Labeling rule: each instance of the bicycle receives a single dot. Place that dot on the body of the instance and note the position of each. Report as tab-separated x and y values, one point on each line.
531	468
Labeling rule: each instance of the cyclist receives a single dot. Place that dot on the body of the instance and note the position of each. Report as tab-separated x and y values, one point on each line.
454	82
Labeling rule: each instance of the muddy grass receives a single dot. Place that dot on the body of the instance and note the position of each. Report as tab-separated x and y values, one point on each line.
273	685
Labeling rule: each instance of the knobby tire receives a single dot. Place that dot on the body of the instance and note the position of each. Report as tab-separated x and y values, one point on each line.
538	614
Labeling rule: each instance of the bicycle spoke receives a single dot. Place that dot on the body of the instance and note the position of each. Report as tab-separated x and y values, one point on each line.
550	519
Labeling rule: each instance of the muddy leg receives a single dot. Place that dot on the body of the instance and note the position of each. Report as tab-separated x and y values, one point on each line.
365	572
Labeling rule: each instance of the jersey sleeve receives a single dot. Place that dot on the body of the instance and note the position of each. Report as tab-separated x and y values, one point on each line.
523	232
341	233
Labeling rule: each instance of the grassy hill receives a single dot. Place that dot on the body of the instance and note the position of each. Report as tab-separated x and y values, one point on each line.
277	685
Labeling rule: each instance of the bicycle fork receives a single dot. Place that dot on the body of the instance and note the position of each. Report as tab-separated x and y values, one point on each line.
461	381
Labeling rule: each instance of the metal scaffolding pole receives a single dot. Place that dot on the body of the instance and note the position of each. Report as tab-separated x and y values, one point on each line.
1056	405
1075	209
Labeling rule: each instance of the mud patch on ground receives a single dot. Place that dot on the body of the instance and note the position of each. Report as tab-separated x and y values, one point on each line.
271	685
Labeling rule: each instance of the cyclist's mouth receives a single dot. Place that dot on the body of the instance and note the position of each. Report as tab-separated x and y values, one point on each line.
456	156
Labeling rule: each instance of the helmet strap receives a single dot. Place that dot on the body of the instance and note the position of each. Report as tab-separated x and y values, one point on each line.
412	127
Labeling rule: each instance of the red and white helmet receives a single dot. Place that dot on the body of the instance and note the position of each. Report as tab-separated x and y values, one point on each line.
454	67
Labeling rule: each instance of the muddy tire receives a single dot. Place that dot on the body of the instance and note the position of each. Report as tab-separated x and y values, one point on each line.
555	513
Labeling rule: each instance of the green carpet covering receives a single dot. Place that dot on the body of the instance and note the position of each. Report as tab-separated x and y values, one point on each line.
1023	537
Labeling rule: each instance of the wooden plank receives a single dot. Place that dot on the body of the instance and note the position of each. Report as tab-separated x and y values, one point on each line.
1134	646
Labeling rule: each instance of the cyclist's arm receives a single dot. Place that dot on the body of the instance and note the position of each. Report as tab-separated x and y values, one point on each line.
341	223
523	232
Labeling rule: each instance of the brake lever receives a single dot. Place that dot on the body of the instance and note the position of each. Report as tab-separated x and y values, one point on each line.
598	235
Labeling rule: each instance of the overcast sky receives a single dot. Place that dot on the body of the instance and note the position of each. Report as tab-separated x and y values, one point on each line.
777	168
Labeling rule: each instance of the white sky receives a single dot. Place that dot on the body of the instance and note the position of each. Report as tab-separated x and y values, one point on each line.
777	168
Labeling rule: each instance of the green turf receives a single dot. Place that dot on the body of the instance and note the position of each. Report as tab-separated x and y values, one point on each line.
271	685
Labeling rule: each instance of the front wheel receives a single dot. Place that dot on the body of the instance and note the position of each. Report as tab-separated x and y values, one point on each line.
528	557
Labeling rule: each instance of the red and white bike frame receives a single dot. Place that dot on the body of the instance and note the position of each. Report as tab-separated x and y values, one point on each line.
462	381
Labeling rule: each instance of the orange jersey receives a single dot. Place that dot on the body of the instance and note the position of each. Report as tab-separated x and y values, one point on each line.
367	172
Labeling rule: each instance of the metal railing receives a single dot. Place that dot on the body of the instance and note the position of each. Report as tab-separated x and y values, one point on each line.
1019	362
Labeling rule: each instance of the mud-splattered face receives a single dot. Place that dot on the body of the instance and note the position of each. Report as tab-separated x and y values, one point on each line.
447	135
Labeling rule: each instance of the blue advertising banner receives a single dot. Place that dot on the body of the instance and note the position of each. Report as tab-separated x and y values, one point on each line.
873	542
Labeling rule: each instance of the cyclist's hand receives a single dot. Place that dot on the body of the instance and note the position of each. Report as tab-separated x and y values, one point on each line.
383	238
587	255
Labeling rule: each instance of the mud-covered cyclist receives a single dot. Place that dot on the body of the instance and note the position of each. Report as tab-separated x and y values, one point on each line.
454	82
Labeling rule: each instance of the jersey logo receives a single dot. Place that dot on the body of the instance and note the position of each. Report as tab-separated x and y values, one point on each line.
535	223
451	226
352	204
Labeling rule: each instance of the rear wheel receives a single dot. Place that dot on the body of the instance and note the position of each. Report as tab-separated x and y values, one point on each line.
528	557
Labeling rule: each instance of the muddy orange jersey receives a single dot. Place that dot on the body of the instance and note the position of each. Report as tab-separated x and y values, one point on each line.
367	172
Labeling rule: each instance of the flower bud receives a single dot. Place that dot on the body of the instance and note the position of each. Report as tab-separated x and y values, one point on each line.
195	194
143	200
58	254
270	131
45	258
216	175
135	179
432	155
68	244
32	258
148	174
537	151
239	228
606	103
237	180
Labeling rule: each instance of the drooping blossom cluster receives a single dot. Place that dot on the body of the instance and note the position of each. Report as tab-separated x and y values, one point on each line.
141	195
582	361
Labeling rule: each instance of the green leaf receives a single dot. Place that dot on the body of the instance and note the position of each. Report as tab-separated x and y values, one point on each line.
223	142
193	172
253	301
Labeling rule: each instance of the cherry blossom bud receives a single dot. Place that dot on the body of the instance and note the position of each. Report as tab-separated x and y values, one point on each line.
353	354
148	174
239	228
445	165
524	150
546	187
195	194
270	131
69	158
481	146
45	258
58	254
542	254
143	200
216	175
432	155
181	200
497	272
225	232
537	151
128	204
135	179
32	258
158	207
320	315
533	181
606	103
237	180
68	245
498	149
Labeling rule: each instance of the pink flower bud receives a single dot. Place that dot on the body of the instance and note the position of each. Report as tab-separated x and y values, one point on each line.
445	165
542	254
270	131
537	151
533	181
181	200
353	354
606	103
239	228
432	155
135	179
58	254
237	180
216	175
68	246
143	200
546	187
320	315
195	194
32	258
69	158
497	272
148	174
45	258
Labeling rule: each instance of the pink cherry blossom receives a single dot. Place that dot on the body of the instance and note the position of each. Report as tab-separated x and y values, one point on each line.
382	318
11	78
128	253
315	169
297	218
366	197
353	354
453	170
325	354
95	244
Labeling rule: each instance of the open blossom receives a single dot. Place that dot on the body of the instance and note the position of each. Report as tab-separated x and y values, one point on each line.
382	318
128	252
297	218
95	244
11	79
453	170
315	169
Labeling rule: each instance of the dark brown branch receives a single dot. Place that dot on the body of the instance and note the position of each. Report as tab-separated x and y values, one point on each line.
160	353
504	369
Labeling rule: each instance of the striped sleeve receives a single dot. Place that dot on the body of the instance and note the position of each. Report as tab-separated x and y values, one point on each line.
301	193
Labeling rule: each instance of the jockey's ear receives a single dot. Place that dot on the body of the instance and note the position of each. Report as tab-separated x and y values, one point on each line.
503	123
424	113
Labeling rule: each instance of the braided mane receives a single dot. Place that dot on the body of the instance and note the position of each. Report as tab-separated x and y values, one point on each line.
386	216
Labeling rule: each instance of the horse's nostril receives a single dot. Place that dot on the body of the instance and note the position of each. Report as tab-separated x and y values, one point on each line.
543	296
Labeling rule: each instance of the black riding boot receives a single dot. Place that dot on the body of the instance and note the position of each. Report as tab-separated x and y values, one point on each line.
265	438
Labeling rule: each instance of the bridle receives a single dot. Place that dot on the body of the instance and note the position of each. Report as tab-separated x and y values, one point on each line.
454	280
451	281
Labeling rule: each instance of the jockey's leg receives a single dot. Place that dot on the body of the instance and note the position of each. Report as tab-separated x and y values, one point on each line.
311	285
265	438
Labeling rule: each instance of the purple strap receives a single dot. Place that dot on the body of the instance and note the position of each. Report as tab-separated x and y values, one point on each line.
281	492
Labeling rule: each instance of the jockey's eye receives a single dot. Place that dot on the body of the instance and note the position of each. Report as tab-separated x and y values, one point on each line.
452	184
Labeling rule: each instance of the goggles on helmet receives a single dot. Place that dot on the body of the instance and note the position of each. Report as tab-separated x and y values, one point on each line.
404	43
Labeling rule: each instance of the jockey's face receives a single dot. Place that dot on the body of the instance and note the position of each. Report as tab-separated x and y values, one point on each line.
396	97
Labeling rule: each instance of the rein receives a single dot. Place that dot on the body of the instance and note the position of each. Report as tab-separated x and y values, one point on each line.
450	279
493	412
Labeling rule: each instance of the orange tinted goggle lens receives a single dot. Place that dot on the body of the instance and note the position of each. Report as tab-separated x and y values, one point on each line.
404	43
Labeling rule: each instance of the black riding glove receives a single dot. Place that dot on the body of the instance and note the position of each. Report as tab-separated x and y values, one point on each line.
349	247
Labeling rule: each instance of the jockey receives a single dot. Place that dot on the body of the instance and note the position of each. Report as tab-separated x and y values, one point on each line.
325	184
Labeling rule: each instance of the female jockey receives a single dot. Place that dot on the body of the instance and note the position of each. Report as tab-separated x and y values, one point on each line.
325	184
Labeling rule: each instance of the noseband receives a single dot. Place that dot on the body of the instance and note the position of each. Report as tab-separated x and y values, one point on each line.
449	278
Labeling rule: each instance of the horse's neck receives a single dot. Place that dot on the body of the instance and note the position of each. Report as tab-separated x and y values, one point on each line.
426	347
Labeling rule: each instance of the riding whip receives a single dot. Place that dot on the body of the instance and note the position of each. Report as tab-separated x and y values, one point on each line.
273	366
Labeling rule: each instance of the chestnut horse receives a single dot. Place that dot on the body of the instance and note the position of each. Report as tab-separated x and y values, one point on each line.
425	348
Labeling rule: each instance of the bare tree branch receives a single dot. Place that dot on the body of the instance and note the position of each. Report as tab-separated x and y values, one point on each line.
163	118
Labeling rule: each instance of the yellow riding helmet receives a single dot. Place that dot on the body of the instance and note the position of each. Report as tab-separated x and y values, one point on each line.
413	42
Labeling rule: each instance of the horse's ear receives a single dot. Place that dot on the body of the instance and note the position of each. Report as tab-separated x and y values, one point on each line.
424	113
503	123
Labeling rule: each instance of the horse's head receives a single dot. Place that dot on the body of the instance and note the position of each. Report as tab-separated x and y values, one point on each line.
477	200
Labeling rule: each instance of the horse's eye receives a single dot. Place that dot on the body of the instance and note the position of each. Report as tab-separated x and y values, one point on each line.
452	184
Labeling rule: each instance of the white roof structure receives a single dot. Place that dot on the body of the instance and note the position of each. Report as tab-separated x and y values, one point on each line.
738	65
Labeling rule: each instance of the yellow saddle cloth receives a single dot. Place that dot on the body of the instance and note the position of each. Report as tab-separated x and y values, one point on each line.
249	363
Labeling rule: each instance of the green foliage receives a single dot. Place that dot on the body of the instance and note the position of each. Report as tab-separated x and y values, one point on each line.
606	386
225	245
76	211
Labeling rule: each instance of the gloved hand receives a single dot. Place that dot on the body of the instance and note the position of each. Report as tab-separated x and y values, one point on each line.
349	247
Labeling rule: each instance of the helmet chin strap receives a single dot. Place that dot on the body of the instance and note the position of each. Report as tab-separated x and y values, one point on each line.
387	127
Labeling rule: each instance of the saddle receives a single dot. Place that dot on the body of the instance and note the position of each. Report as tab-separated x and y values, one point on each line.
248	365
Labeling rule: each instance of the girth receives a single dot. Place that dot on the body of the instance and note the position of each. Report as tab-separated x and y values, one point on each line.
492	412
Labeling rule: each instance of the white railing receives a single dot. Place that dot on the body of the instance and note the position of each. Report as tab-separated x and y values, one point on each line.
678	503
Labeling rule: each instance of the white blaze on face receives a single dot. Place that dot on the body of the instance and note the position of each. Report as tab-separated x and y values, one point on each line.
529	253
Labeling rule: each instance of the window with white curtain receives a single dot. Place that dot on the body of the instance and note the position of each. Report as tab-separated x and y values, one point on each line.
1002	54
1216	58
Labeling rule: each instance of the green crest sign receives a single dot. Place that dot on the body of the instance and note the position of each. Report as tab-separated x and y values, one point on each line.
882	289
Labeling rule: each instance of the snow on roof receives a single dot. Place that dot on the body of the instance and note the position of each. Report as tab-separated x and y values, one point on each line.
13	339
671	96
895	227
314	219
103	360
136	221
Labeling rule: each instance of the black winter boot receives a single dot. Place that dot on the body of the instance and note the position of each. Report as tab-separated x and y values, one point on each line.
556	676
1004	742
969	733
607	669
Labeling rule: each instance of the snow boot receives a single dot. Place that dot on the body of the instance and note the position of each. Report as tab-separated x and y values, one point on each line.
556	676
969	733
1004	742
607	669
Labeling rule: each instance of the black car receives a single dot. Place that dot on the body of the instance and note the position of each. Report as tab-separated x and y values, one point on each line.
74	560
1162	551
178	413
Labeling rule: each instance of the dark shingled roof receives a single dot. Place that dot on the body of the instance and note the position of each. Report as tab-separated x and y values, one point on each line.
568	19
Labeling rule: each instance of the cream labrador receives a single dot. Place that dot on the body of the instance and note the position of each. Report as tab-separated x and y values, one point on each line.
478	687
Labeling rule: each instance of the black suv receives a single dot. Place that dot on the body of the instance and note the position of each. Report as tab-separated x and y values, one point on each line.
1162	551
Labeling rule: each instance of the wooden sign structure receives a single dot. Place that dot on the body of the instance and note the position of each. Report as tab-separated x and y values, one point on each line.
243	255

-----

### Your instructions
Reproduce exactly the line that holds "Labeling rule: each instance of the black winter", then every line after it, ending with the final line of the records above.

### Output
Labeling rule: each instance of the black winter boot receives a single dot. Place that dot on the body of the instance and note the position of each. Report as tab-separated x and y values, one point on each line.
556	676
1004	742
969	733
607	669
Labeling rule: each instance of the snow boot receives a single dot. Place that dot on the body of the instance and note the position of each. Report as tab-separated x and y values, one point on each line.
556	676
969	733
1004	742
607	669
Labeling rule: each instance of the black car receives a single dot. Place that dot on the body of the instance and note the position of each. Report as tab-separated x and y values, one point on each line.
74	560
1162	551
178	413
Labeling rule: each instance of the dark shingled roof receives a single dot. Place that dot on the body of the instance and note the position of each. Report as tab-separated x and y values, one point on each line.
568	19
Labeling rule: each instance of the cream labrador receives a single dot. Place that dot on the body of the instance and note the position of each. Report as tab-separated x and y values, one point on each line.
478	687
Labeling rule: each instance of the black suv receives a single dot. Place that dot on the body of the instance and note the position of each. Report as tab-separated x and y values, one point on each line.
1162	551
Labeling rule: each instance of the wooden sign structure receives a single dot. Place that dot on the body of the instance and note the position of each. Report as tab-separated x and y values, one point on each line.
243	255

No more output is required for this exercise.